Source extract
+ + + +
CG Magazine: It seems like The Wretched wears its inspiration on its sleeve. Could you discuss some of the influences involved, how they made their way into the film, and how you surpassed them to make something uniquely your own?

Brett Pierce: A lot of Drew and I’s influences come from horror films, but also other types of movies. There’s obviously an ET influence. It’s not 100 per cent intentional sometimes, but I think it just happens because we both love ET so much.

Drew T. Pierce: I think one of the biggest influences is that we grew up with our dad, and he did the special effects on Evil Dead. We grew up with the mythology of the Evil Dead crew, and the hard shoot in their movies.

BP: Yeah. Evil Dead is a huge influence on us. Just because we were brought up with the idea that like if you want to make a horror movie, you get your friends together and you go out in the woods and you make a horror movie. It’s just because as kids there would be all these guys piled into our basement to finish the special effects in the movie. It instilled in us, “Oh, to make a movie all you have to do is invite your friends to come to your house. And then you go out in the woods and shoot stuff when you need it.”

DP: I think the way we tried to go beyond those influences is that our favourite horror movies usually have some sort of tie-ins in the theme that’s really interesting. The story ties into a theme with the creature, and the one we fell in love with that nobody was doing was the idea of witches, the dark mother, the anti-family creature. We’re like, “Well, that’s perfect.” That creates a story where it’s about a family that’s struggling to stay together. Meanwhile, you have this witch that’s trying to rip them apart at the same time.
+ + + +
Provided data
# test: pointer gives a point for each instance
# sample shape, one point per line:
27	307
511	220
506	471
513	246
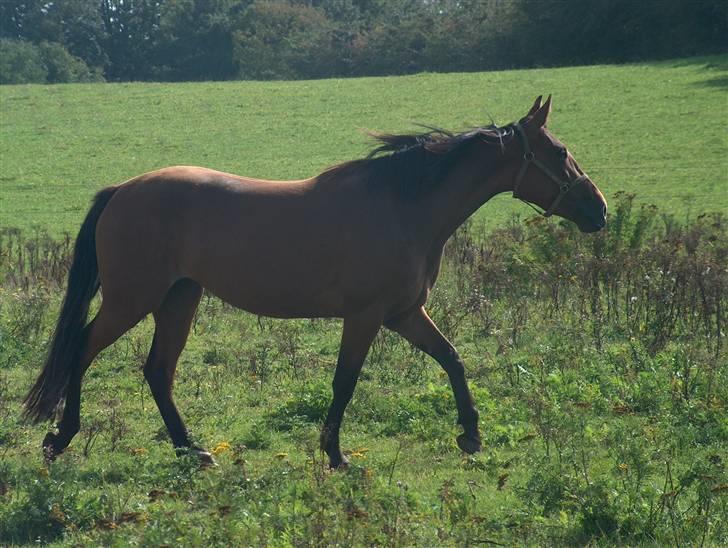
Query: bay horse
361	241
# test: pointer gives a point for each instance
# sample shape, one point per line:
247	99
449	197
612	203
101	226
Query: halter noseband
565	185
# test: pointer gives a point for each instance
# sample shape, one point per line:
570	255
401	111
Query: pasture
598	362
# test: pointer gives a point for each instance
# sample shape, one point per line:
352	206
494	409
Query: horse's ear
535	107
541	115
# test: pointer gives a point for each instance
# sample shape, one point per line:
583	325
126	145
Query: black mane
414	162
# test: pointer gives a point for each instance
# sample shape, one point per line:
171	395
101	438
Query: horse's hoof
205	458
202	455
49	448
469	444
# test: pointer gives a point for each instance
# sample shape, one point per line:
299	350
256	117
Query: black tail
+ + + +
Answer these from the interview excerpt:
(a) On which film did the Pierces' father do the special effects?
(b) Which film is named as an influence that is not described as a horror film?
(c) What creature idea did the interviewees say nobody was doing?

Result for this task
(a) Evil Dead.
(b) ET.
(c) The idea of witches: the dark mother, the anti-family creature.